Extracted text:
****************

Too bad we didn't get to play Germany in the semi finals. That would have been interesting too.


----------



## Deleted-119707 (Jun 21, 2008)

haha turkey can get lucky through the finals and win it lol


----------



## lagman (Jun 21, 2008)

Oh, Croatia


----------



## Westside (Jun 21, 2008)

YASHASIN TÜRKIYE!!!!!!!!


----------



## Sn4k3X (Jun 21, 2008)

lol 
Turkey wasn't playing very well, untill the goal of Semih came.
They ARE hard workers.
Yesterday I was thinking, could it be possible, that they win again in the last minutes like they did against Czech, and they really scored in the last second ='D
And you could see Croatia was very scared, because they already thought they have won.
I knew Modric would miss, and the 3rd one also.
But I thought Petric wouldn't miss


----------



## Agjsdfd (Jun 21, 2008)

Turkey did not deserve to win...
But anywayz, Turkey or Croatia, any of them would have lost to Germany in Semi-Finals anywayz.
Russia vs Netherlands is a JOKE!
Unless Russia is one of those lucky haxy teams, there is no way they can win.


----------



## MaHe (Jun 21, 2008)

In the semi-finals, there will be a civil war in Germany ...


----------



## Lyuse (Jun 21, 2008)

People were dissing Turkey (nicky041192) and they won again 

I hope Turkey wins against Germany


----------



## miruki (Jun 21, 2008)

I do not hope Turkey wins against Germany, but that's just because...

HELLO? Why is it louder outside when Turkey wins than if Germany wins? Yesterday it was like an apocalypse until 2am! Considering the fact that i live in GERMANY I really can't understand it.. ;_; 

So I really want Germany to win... omg, the world would end if Turkey will get into the finals.. and I don't want to think of what will happen if they would win them.. ugh. ;_;


----------



## Deleted-119707 (Jun 21, 2008)

semis: spain vs holland.... spain will beat italy and this semi final is gpoing to be the best game yet


----------



## MaHe (Jun 21, 2008)

miruki said:
			
		

> So I really want Germany to win... omg, the world would end if Turkey will get into the finals.. and I don't want to think of what will happen if they would win them.. ugh. ;_;


Come on, some of you are taking this way too seriously. It's just a sport. Just entertainment.


----------



## maz- (Jun 21, 2008)

Turkey didn't exactly deserve to win if you just look at the first 119 minutes of that game, they really didn't play well..but if you've got the spirit to continue fighting if all seems lost and score a goal and then keep your nerves in the penalty shootout, then you do deserve to be in the semi-finals.

****************

Entries from a data source
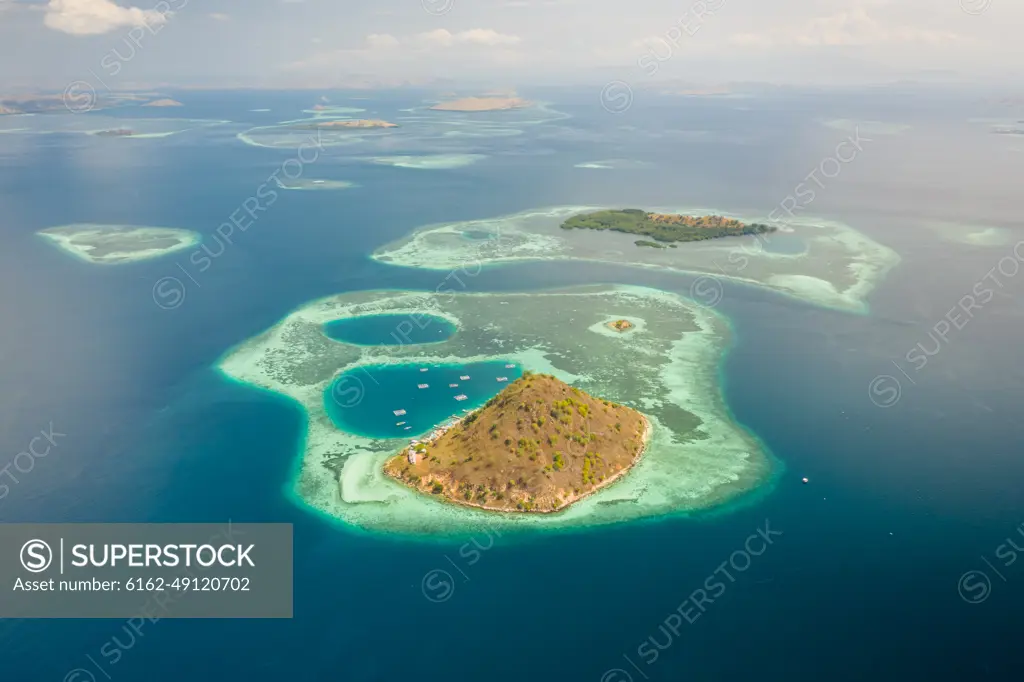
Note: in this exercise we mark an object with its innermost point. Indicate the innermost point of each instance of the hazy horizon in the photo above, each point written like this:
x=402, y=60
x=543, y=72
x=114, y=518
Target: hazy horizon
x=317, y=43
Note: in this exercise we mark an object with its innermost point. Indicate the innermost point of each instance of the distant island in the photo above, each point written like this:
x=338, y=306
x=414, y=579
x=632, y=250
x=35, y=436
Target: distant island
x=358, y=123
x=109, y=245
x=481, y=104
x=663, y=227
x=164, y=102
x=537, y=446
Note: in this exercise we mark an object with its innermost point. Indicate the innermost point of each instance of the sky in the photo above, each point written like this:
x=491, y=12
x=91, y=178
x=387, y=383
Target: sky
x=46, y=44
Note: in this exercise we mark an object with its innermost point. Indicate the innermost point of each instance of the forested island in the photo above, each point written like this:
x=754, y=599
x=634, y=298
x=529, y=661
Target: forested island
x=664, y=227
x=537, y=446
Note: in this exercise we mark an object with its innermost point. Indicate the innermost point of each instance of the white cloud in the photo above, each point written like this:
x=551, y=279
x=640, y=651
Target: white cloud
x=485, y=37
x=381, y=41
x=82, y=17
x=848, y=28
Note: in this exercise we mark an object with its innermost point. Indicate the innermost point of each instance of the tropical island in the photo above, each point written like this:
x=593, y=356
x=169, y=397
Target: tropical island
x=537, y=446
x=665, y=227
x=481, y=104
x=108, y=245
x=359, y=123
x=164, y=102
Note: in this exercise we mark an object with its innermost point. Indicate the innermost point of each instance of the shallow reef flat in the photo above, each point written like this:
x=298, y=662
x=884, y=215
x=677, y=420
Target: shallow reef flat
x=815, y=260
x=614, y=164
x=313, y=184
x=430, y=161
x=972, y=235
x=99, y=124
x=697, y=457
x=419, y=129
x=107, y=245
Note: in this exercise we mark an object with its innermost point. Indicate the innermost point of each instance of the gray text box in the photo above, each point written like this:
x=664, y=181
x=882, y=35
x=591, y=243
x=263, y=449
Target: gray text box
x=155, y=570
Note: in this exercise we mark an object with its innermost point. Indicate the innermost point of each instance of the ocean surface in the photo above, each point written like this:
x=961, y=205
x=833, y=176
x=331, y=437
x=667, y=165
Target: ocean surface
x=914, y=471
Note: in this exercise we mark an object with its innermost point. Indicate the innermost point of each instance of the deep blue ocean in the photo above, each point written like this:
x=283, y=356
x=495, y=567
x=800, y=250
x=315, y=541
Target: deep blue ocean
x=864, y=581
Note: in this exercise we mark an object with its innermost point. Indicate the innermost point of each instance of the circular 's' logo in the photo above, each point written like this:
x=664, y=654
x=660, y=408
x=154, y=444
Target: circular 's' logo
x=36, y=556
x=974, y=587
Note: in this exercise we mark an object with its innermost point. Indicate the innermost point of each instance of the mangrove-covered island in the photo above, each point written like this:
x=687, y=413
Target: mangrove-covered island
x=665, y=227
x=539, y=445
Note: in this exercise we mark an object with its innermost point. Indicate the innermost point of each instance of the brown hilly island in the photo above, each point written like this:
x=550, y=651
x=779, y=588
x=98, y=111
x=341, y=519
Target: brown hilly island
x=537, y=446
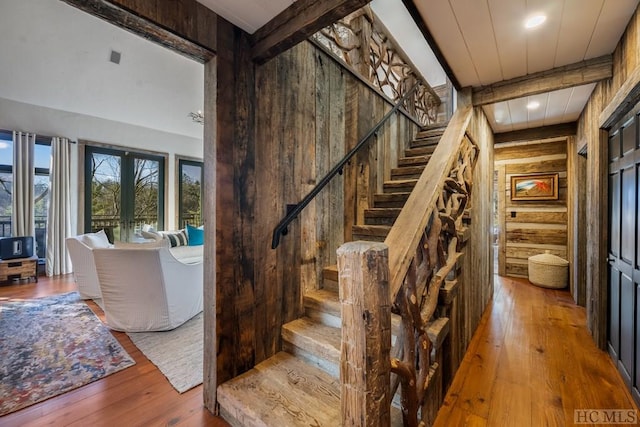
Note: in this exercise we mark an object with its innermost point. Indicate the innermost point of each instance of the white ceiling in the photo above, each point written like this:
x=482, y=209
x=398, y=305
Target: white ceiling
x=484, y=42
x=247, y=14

****************

What to do:
A) Can you rewrite the entries from the line with "of the distant" up to and including the line with "x=848, y=28", swapping "forested island" for "wooded island" and keeping all else the same?
B) How would the forum thread about Turkey's win over Croatia continue after its last post?

In response:
A)
Note: in this exercise we mark an object with its innermost point. Indicate the innermost point of each instance of the distant island in the photo above, each point written like this:
x=338, y=306
x=414, y=579
x=632, y=250
x=35, y=436
Target: distant island
x=358, y=123
x=109, y=245
x=481, y=104
x=663, y=227
x=164, y=102
x=537, y=446
Note: in this exercise we mark an object with its innermost point. Indicate the innermost point of each instance of the sky in the photo above, each point written like this:
x=491, y=12
x=91, y=178
x=387, y=383
Target: sky
x=46, y=44
Note: in this exercise we mark an object with its innermost point. Indicate the innermost point of each instance of the wooded island in the photo above, each point written like this:
x=754, y=599
x=634, y=298
x=529, y=661
Target: wooded island
x=664, y=227
x=537, y=446
Note: in this exercise we mark an object with its innermost point. Indicate the innermost point of each instance of the white cloud in the photo above, each point written like this:
x=551, y=279
x=640, y=651
Target: white cloud
x=485, y=37
x=381, y=41
x=82, y=17
x=848, y=28

B)
If they play like that however against Germany, and keeping in mind all their injuries and yellow cards, they have no chance at all to reach the final.


----------



## Toni Plutonij (Jun 21, 2008)

Well, I'll be cheering for Turkey just because they played inferior in every game so far, but managed to get that far....Luck is really on their side, and you can tell they are fighters....
And BTW,  everybody expects Germany to win!!


----------



## Agjsdfd (Jun 21, 2008)

Germany is gonna win, no doubt =P.

They lost to croatia, that doesnt mean anything!
Sorry, no offence but its a Semi Final game, german wont hold back. 
Unless they are totally unlucky, German wont lose.


----------



## Toni Plutonij (Jun 21, 2008)

Well, that is just what I'm talking about.....Turkey is unbelievable LUCKY!!

I know that Germany is a way better than Turkey, but it will be an interesting game..


----------



## Lyuse (Jun 21, 2008)

I hope Turkey gets lucky again 

funny thing is 

Portugal>Turkey>Croatia>Germany>Portugal

lol


----------



## miruki (Jun 21, 2008)

MaHe said:
			
		

> miruki said:
> 
> 
> 
> ...


lol, I'm just concerned about the noise that will keep me and my baby awake the whole night! 
	

	
	
		
		

		
		
	


	




 You know, the turkish ppl over here party REALLY hard when they win, all of our neighbours are turkish, so yeah, it's like the end of the world, the streets are filled with a line of cars longer than a kilometer, honking like crazy, hundreds of turkish ppl marching down the street... so yeah, do not win please so I can sleep? :>


----------



## Westside (Jun 21, 2008)

miruki said:
			
		

> MaHe said:
> 
> 
> 
> ...


You live in Germany. 
	

	
	
		
		

		
		
	


	









The whole country is gonna party if they win.


----------



## miruki (Jun 21, 2008)

Westside said:
			
		

> You live in Germany.
> 
> 
> 
> ...


You mean if the Germans win? Like I said, that would not be as noisy as if Turkey wins, with is way too paradox for me to understand at all.. XD


----------



## Razorwing (Jun 21, 2008)

Holland v Russia tonight, what does everyone think?

I'm going to go for an easy win for the Dutch, they have been the best team in the tournament so far.


----------



## Agjsdfd (Jun 21, 2008)

Yah 100% Holland. Russia is no match for Holland.
Its like comparing cheap Mp3 player with iPod touch...


----------



## Deleted-119707 (Jun 21, 2008)

i beg to differ, spain has been the best team so far imo.

holland 3-1 russia is my prediction


----------



## Agjsdfd (Jun 21, 2008)

Spain might not have scored as many as Holland, but yah they are good too.
They have their own way of playing footbal. Its like they run mad all 90 minutes. Thats why I like them.

Mexico in the WC 06 was like spain. They were actively playing throughout the whole field.


----------



## Deleted-119707 (Jun 21, 2008)

david villa and fernando torres is the best striker combination in the world


----------



## lagman (Jun 21, 2008)

Kamui said:
			
		

> Spain might not have scored as many as Holland, but yah they are good too.
> They have their own way of playing footbal. Its like they run mad all 90 minutes. Thats why I like them.
> 
> *Mexico in the WC 06 was like spain.* They were actively playing throughout the whole field.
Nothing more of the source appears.